─── 抜粋 ───
I(愛)ちゃんとP(パパ)とO(小野田君)の会話が続きます。

イラスト

Iちゃん

今日は「空飛ぶ車の話」だったわよね。
小野田君が調べてきてくれたのよね。面白そうね。

小野田君

はい、いよいよ車が空を飛ぶ時代になってきましたね。
愛ちゃんは、「空飛ぶ車」と言ったらどんなイメージを持ちますか?

Iちゃん

そうねえ、大型のドローンにエンジンをつけたようなものかな?

小野田君

勘がいいですね。そういうタイプもあります。そもそも「空飛ぶ車」とはどんなものかから説明します。厳密な定義はないのですが、一般的に「電動かつ自動で垂直に離着陸する移動手段」といったところかな。1つには、愛ちゃんの言った「無人で遠隔操作や自動制御によって飛行できる航空機(ドローン)を乗車可能にしたもの」があるし、2つには、「EV(電気自動車)ベースにプロペラや自動制御システムを備えたもの」などがあるんです。
─── 与えられた行 ───
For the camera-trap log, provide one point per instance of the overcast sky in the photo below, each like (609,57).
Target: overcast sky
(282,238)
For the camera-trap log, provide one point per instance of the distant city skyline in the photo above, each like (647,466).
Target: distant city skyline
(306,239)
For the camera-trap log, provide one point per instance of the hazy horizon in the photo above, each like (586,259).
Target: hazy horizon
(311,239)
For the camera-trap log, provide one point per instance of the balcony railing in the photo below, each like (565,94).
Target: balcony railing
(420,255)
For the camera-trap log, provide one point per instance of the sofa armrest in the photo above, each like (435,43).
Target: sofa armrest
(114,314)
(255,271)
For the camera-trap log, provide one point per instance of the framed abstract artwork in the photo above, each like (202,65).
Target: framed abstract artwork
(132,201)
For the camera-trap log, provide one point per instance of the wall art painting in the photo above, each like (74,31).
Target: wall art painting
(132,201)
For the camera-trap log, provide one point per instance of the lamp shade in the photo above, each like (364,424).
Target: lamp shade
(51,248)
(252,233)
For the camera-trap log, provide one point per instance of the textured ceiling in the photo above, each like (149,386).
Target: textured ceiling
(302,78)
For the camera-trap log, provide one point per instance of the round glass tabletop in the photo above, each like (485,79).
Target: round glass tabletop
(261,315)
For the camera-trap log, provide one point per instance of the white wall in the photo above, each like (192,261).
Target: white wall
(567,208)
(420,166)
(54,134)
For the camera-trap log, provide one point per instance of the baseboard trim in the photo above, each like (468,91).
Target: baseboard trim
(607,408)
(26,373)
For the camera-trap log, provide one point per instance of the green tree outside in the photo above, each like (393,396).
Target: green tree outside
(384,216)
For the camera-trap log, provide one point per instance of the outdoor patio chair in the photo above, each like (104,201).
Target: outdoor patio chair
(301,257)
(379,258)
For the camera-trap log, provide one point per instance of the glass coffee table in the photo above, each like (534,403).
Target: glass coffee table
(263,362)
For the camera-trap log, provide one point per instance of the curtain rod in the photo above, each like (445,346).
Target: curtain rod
───
抜粋の会話で、小野田君は「空飛ぶ車」を一般的にどのような移動手段だと説明していますか。

- _課題への解答_
電動かつ自動で垂直に離着陸する移動手段です。